**EXERCISE BRIEF**
Produce a word-for-word copy of the listing below without its pictures.

**TASK INPUT**
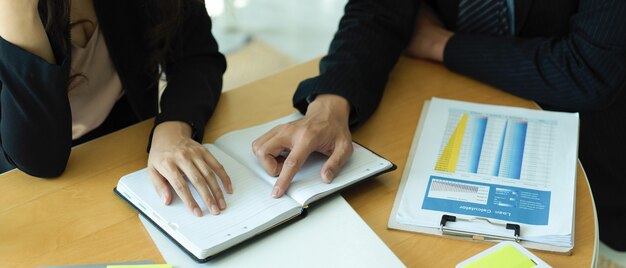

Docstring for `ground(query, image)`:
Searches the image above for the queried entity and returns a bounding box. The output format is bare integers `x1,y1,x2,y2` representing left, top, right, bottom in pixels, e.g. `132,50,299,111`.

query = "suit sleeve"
0,37,72,177
155,1,226,142
293,0,419,126
443,0,626,110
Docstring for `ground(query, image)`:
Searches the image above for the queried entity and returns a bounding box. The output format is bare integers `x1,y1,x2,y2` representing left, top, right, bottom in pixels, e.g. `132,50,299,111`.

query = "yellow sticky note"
107,265,172,268
465,245,536,268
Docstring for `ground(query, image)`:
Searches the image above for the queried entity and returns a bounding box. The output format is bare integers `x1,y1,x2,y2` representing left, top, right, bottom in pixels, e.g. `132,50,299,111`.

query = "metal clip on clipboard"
439,214,521,243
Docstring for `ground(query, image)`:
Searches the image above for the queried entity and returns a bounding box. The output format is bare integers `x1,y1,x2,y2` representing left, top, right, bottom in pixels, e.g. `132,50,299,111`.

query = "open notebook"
115,114,395,262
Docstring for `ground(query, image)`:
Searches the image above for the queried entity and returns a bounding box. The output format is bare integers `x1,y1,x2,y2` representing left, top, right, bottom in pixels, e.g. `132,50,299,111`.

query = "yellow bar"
435,114,468,172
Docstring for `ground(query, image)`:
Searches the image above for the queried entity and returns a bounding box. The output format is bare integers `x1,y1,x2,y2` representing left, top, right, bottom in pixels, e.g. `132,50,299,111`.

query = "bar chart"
435,109,555,184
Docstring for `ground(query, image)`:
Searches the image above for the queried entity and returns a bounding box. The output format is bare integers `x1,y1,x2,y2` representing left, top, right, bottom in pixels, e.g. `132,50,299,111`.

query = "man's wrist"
153,121,193,142
432,30,454,62
307,94,351,122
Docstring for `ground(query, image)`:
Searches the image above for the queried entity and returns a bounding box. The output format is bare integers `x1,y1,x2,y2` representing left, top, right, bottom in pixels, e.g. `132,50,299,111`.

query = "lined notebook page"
117,145,301,257
215,114,393,205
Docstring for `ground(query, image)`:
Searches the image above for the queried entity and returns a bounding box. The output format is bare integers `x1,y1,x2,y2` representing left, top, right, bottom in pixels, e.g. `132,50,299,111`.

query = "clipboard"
387,100,574,254
440,214,520,243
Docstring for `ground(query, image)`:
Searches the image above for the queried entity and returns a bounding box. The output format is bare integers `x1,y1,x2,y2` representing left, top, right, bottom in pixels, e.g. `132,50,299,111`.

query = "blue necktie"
457,0,510,36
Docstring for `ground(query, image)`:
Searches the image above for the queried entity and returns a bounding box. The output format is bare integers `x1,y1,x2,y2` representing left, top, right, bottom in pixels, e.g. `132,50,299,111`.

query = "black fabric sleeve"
293,0,420,127
443,0,626,111
155,1,226,143
0,37,72,177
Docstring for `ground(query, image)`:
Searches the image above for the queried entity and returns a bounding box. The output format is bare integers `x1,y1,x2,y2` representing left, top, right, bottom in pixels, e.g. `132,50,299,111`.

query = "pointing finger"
272,143,314,198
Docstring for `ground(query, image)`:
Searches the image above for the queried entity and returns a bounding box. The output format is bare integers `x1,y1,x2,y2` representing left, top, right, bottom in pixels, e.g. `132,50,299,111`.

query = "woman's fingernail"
324,170,334,183
193,207,202,217
219,199,227,210
272,186,281,198
160,192,167,204
211,204,221,215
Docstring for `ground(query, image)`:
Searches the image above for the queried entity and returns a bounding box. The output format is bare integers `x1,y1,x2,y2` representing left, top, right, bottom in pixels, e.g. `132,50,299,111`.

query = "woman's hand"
0,1,38,10
0,0,56,64
252,94,353,198
148,121,233,217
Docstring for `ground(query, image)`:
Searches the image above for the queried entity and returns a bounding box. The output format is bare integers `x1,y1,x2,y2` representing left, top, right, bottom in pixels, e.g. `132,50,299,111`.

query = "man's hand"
148,121,233,217
405,4,453,62
252,94,353,198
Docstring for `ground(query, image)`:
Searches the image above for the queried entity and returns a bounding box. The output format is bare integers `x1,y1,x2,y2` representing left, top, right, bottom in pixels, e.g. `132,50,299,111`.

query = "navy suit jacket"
0,0,225,177
293,0,626,249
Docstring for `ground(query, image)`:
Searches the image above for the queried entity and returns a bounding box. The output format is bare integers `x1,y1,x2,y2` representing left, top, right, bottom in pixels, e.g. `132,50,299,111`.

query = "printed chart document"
389,98,579,253
115,114,395,262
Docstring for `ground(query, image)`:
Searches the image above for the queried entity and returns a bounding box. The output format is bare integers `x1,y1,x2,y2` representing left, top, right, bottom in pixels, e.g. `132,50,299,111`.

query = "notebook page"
117,144,301,258
214,114,392,205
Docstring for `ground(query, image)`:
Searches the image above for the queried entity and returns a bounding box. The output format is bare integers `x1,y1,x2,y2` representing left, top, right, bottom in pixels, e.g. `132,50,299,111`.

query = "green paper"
465,245,536,268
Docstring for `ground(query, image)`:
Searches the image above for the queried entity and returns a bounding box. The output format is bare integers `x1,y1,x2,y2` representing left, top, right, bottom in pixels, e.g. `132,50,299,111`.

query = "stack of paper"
142,196,405,267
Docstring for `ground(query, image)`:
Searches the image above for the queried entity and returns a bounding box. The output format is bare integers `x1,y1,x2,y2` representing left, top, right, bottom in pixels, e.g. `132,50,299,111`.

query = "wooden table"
0,58,597,267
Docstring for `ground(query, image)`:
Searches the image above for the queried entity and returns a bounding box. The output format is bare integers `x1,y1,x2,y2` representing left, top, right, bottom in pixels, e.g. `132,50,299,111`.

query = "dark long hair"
39,0,185,85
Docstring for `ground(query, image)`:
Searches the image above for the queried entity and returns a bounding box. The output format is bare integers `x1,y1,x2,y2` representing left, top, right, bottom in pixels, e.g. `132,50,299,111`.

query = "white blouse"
69,24,124,140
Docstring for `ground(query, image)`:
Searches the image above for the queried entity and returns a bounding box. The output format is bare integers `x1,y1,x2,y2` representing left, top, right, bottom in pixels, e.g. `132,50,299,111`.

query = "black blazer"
293,0,626,250
0,0,226,177
294,0,626,119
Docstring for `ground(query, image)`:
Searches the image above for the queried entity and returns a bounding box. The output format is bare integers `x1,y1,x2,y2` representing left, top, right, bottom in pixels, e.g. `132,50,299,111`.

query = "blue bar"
492,123,507,176
468,116,487,173
499,121,527,179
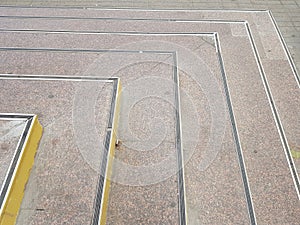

**OUTPUT**
Docstring for `ground(query, image)`:
Searches the image above for the queried entity and returns a bounding box. The output format is bare integers `x1,y1,x2,y2` representing left, top, right, bottom in pixels, e.g. `132,50,299,111`.

query = "suit sleeve"
0,37,72,177
155,1,226,142
293,0,419,126
443,0,626,110
Docstring for `ground(query, image)`:
Searches the image above for the queried entity and returns a bounding box. The output format is bare integers `x1,y1,x2,y2` representing left, top, right, bottom in pixels, e.g. `132,50,299,111`.

query = "yellow sticky note"
107,265,172,268
465,245,536,268
Docstring for `ground(query, image)`:
Searches the image above for the queried entity and returns a bounding box. The output format is bare integers `x1,y1,x2,y2` representing left, top, right, bottom in pixels, e.g. `132,50,299,111`.

query = "metal clip on clipboard"
439,214,521,243
Docstring for `ground(query, image)`:
Searches the image above for the queried entity and returns a bounding box. The output format is bare integers `x1,y1,x2,y2` representing left, top, right, bottom in pixels, e.g. `132,50,299,111`.

query = "open notebook"
115,114,395,262
Docstring for `ground(query, image)`:
Searches the image above for the queried entity and returns a bounding box. The output format is bare integers `x1,y1,x2,y2` representing left, top, right, bottom in pixels, e.g. `132,50,299,111`.

query = "yellow bar"
435,114,468,172
Docstring for `ground(query, image)`:
Searches the image above for the queried entity and returns a bounding box. The output format is bare integers `x1,y1,x2,y2` representing left, top, right, bottom in pixels, e.g. `132,50,299,111`.

query = "bar chart"
435,109,555,184
Docstring for `ground(query, image)`:
Searches the image above for the queried entity and returns a bounding box. The output format is bare integers `x1,y1,x2,y2` representing left, top, right, bottom in pixels, e.g. `132,50,299,111`.

query = "man's wrist"
153,121,193,142
432,30,454,62
307,94,351,122
Docstring for `ground(query, image)`:
Searches the image above for the queried entity and returns a bounding box. The output format is bare integers `x1,y1,x2,y2` representing left, top, right, bottom in pixels, e.g. `132,50,299,111`.

query = "lined notebook page"
117,145,301,257
215,114,393,205
Docstring for `ground(query, image)`:
Searches the image above for the queried entity and returns a bounding box. The output format is bare integers `x1,y1,x2,y2` representing left, top, right, bottom in pixels, e.g. `132,50,299,111`.

query = "clipboard"
387,100,574,254
440,214,520,243
Docstring for `ground(query, image)`:
Searches the image above for the queried entity and returns a bounding box. The output format is bare integers `x1,y1,x2,y2` representing left, top, right, bottom in pixels, e.g. `132,50,299,111`.

query = "blue necktie"
457,0,510,36
Docstring for `ground(query, image)`:
Searches the image above for the queried entity and returns a bounding box. The output format is bare integers `x1,y1,x2,y2` representing left, top, right, bottom in pixels, e.g. `132,50,299,111`.

query = "black fabric sleeve"
293,0,420,127
443,0,626,111
155,1,226,143
0,37,72,177
Docstring for `ground(query, image)`:
Searches the image above for the queried entity and returns a bounding box. The output format is bare integers `x1,y1,x2,y2` representing left, top, right, bottom in pixels, e.g. `132,50,299,111`.

query = "pointing finger"
272,143,314,198
Docstring for `ground(query, image)`:
Searches the image above for the queried entity and returns a bounding box. The output format is bare integers `x1,y1,x2,y2` representing left, top, right, bottom in pixels, e.g. `132,50,299,111`.

query = "woman's fingernail"
324,170,334,183
193,207,202,217
219,199,227,210
272,186,281,198
160,192,167,204
211,204,221,215
Docstring for `ground(query, image)`:
Searches the image above for the queried entity and returns a bounding box. The output format is bare integers `x1,y1,x2,y2` representing left, top, right, bottom in pixels, e.g. `132,50,299,111`.

query = "woman's hand"
0,1,38,10
0,0,56,64
252,94,353,198
148,121,233,217
Docstring for `ground(query, image)`:
Searches the image above for the queried entity and returns a bounding box. The output format is bare integers `x1,y1,x2,y2` representing left, top, right, bottom in pixels, e.g. `132,50,299,111`.

query = "man's hand"
148,121,233,217
405,4,453,62
252,94,353,198
Docstring for `ground(query, image)`:
Searches the image above for the queried entity and returns a bounding box. The output format is bare integers `x1,y1,x2,y2` representing left, top, right, bottom in pixels, e.g. `132,50,299,111`.

query = "navy suit jacket"
0,0,225,177
293,0,626,249
Docstring for `ground(query, image)`:
Searches the image above for the queried entity and returns a bounding box. The output format is bare integers `x1,y1,x2,y2` representing left, top, right, bottom in pixels, e.g. `132,50,299,111`.

query = "printed chart document"
389,98,579,253
115,114,395,262
Docstring for `ground(query, image)`:
Searches the image above for the queried entity and returns a bounding box. The output format is bare integers `x1,y1,x2,y2` representing left, top, right, bottom in pixels, e.g. `132,50,299,111`.

query = "notebook page"
117,144,301,258
214,114,392,205
Docstring for `ground(query, image)`:
Searches the image above for the queried entity and returns a bounding box. The output format is bare integers `x1,y1,x2,y2` representing left, top, right, bottom in pixels, e.g. `132,50,299,111`.

query = "green paper"
465,245,536,268
Docstring for `ground(query, image)`:
Searches the image above for the queried entity and returns a bounding box. The output format is bare integers `x1,y1,x2,y2` representing left, top, right, bottom in pixels, e.g. `132,50,299,111`.

query = "stack of paper"
142,196,405,267
Docstring for `ground(query, image)`:
Searches the image above for the queried entity and returns a bounding box. The output format is bare integers `x1,y1,x2,y2` representing left, top, right, bottom in pixels, e.g. `132,50,299,111`.

query = "wooden table"
0,58,597,267
Docstring for `ground(query, image)`:
Searches the image above for the queried entity and returns a bounding box. The output format is bare integers `x1,y1,x2,y2` representing left, top, right, bottom in pixels, e.g. `132,50,299,111`.

query = "dark long hair"
39,0,185,85
Docstring for `ground(query, image)`:
Searches the image above for the queried entity and returns a bounding box. The output format is bare integers `x1,y1,x2,y2` representing left, top, right, bottom in pixels, e.g. `132,50,299,111`.

query = "white blouse"
69,24,124,140
Docstring for `ground(query, image)`:
Searches the image above for the queried entity and returns a bounding box. The output format is bare integers `x1,y1,x2,y2` representing left, top, right, bottom in pixels, e.g. `132,50,299,111`.

query = "black blazer"
293,0,626,250
0,0,226,177
294,0,626,119
Docstring for `ground(query, image)`:
Searches the image above for the queried entity and returns a bounding box. The output format is bare integers `x1,y1,x2,y2` representing left, top, right, bottom in pixels, e.g. `132,50,299,111`.

query = "blue bar"
492,123,507,176
468,116,487,173
499,121,527,179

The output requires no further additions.